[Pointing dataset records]
***

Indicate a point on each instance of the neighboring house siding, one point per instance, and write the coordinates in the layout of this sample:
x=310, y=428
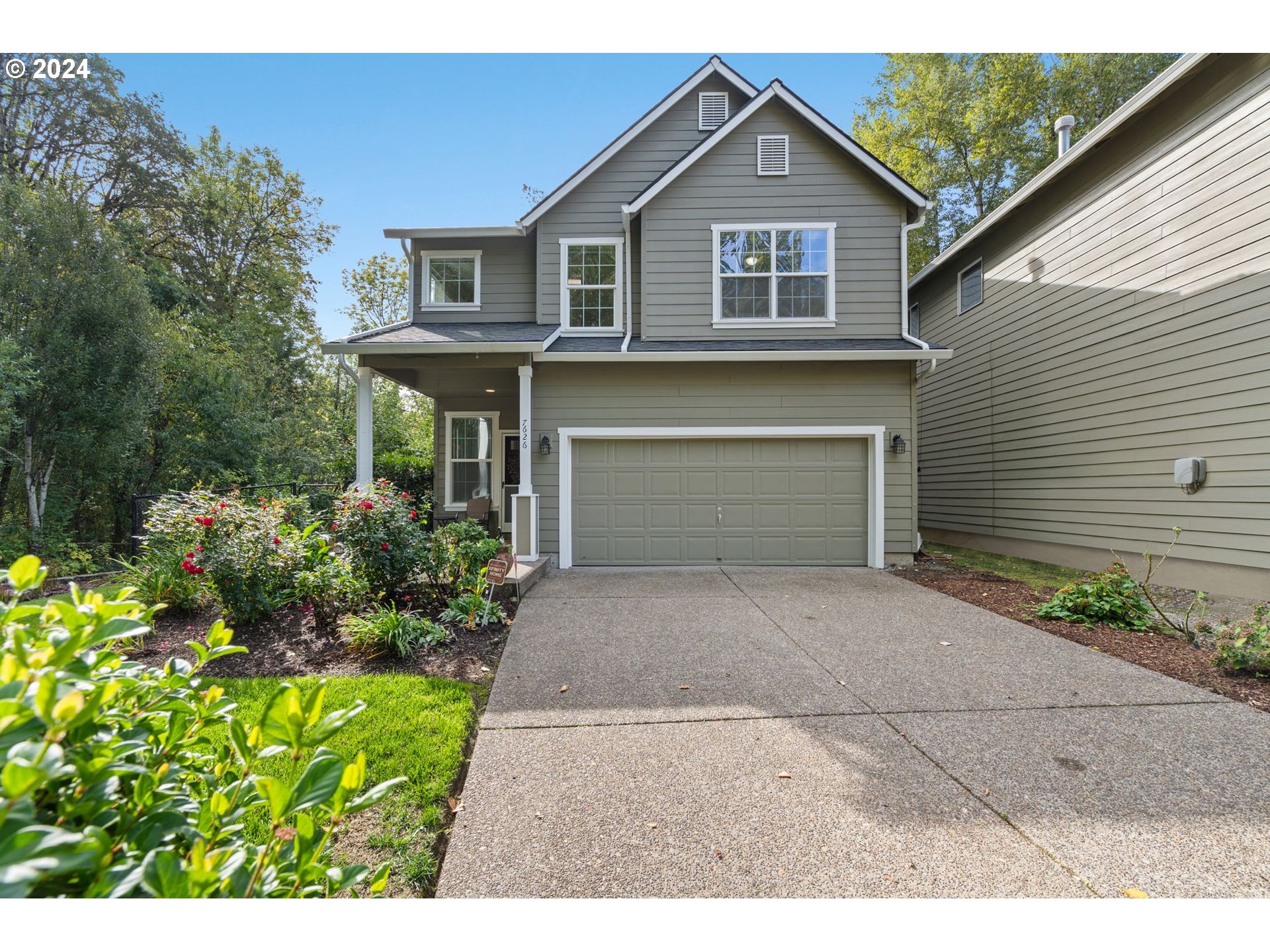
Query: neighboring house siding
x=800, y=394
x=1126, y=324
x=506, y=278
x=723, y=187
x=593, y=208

***

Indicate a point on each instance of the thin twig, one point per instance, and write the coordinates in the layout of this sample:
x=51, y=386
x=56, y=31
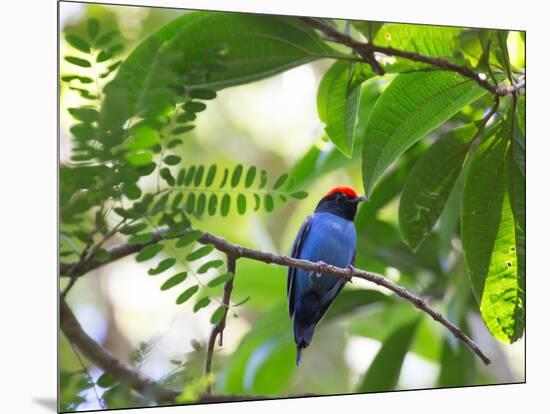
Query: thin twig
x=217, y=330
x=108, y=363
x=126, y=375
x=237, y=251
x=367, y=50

***

Work required ▸
Write out the lines of the listing starting with the line with "Indicate a point on each instance of the thin" and going on through the line with "x=367, y=50", requests included, and shift every answer coordinate by adding 96 to it while keeping the requests and their format samples unchanged. Leave the picture out of your answer.

Written answer ▸
Indicate a point on each instance of the thin twig, one point per instance, and write the coordinates in the layout of this sample:
x=51, y=386
x=56, y=31
Query: thin twig
x=313, y=426
x=204, y=459
x=222, y=471
x=333, y=347
x=463, y=146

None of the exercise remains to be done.